What needs to be done
Retype every entry in its entirety, without alteration.
[Records to use — start]
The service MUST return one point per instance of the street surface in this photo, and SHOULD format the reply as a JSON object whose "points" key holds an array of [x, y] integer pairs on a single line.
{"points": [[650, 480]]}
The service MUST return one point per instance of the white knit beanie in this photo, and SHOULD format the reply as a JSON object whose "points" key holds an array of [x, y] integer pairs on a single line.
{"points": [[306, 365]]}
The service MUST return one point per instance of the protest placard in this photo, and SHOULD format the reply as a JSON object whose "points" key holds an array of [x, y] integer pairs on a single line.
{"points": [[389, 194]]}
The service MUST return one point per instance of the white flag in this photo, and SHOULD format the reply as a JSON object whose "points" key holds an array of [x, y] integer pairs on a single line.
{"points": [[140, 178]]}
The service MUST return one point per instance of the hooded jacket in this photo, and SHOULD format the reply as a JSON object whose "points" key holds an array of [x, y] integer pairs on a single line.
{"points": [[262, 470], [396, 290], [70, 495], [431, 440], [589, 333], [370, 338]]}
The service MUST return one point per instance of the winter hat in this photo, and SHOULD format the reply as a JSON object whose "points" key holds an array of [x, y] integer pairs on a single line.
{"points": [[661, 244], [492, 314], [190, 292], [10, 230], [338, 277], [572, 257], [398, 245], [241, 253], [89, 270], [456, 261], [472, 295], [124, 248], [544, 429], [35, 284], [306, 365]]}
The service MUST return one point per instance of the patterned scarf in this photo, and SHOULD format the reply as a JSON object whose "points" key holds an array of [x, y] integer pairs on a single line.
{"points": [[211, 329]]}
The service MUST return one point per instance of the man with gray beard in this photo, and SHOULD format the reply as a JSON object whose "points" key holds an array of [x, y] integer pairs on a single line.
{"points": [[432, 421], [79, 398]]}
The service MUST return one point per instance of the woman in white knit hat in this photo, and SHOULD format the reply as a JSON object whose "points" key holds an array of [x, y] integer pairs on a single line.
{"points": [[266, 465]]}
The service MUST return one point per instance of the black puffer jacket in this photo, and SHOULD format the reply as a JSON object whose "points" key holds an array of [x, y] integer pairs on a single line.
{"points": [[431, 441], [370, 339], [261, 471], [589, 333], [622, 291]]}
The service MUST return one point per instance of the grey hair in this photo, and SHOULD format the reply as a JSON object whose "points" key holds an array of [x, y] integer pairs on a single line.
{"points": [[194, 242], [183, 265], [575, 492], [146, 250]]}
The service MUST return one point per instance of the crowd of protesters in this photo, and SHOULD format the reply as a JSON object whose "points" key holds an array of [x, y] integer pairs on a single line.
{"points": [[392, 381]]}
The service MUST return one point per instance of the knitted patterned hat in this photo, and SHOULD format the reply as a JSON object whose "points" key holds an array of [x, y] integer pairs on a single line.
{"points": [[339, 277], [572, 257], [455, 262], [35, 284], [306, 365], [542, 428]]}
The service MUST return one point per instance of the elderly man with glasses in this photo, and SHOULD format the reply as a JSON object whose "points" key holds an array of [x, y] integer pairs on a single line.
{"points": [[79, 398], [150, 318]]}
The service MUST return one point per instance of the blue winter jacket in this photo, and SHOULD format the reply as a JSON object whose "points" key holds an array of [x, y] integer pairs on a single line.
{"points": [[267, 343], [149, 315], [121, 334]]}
[Records to use — finish]
Solution
The service MUST return one point per instance of the street surface in this photo, and SHOULD format the reply as a JSON object whose "points" key holds an array of [x, y] integer pairs on a single line.
{"points": [[650, 480]]}
The service MUST return one point per instance of the white knit beanie in this photo, and SHOULD format the reply as a JSON object whose "points" key holds an array of [x, y] integer pairs on a single line.
{"points": [[306, 365]]}
The service MUST return one point per instance of the protest placard in this photo, and SHOULD format the reply as a JSON object whose "points" key holds an array of [x, y] integer pairs on a single line.
{"points": [[389, 194]]}
The service MUST return one point per instance of the white flag in this photo, and SHOULD format the reply as a JSON object whose "points" key holds an array of [x, y] integer pairs on a single line.
{"points": [[140, 178]]}
The service MUST return one point per instance of the hooded jacket in this photo, and SHOULD format the reply as a JSON object whose "points" key holds an array of [x, y] integer pairs on a single line.
{"points": [[262, 470], [396, 290], [70, 495], [431, 440], [589, 333], [370, 338]]}
The service MUST return one point per instance of the winter hat in this photo, and SHOULD format the reply as a JSON object whose "points" key holds an array of [x, y] integer pairs on a single line.
{"points": [[661, 244], [492, 314], [190, 292], [10, 230], [338, 277], [572, 257], [398, 245], [241, 253], [89, 270], [456, 261], [472, 295], [124, 248], [544, 429], [35, 284], [306, 365]]}
The service MUST return one point per instance of the patterned scarf in this photo, and SHOULD format the reply as a JSON object whose "points" key holds an array of [x, y] integer pairs on a single line.
{"points": [[211, 329]]}
The service MUST return one point per instance of the man with gray beard in this photo, and SHOULD format the reply as a JSON object whose "points" key holds an array of [x, y] integer pairs on a single line.
{"points": [[432, 421], [79, 398]]}
The service MUST return one point per instance of the woman in white knit hat in this photo, and SHOULD format the reply as a JSON object whose "points" key holds an array of [x, y] integer pairs on a single line.
{"points": [[266, 465]]}
The service MUST return one point per instance of the black puffer jacket in this photo, and SHOULD format the reply as a JSON object whose "points" key holds an array of [x, y] integer pairs on a single line.
{"points": [[431, 441], [370, 339], [261, 471], [589, 333], [622, 291]]}
The service MUST return one point per instance of the grey hair in this photo, and SHOULD format the reply as a JSON object whose "points" key holds an array of [x, y] integer pairs on a single line.
{"points": [[194, 242], [183, 265], [575, 492], [146, 250]]}
The service MUST return one point per instance of the crowd of protesters in this photo, and SHOULD format the reply as a JSON object whose "points" key holds an array of [x, y] integer pairs on a single line.
{"points": [[392, 381]]}
The service MUST return one point per instance of the knitted patterned hat in this photo, and SHOULD format the reply as a JSON object whose "points" key holds an array of [x, y] integer pairs on a single line.
{"points": [[339, 277], [572, 257], [455, 262], [35, 284], [306, 365], [542, 428]]}
The service MUST return one point per instance of the elderly man with glasses in this photo, and SHOULD format the reply as a JSON object whose "points" key holds an array of [x, y] integer pairs on a single line.
{"points": [[79, 398], [150, 318]]}
The service MUST return one point per instance of the blue winter jacket in this photo, and SHOULD format the reply as a JSON object whose "points" key holds an array of [x, y] integer pairs on a single line.
{"points": [[267, 343], [149, 315], [121, 334]]}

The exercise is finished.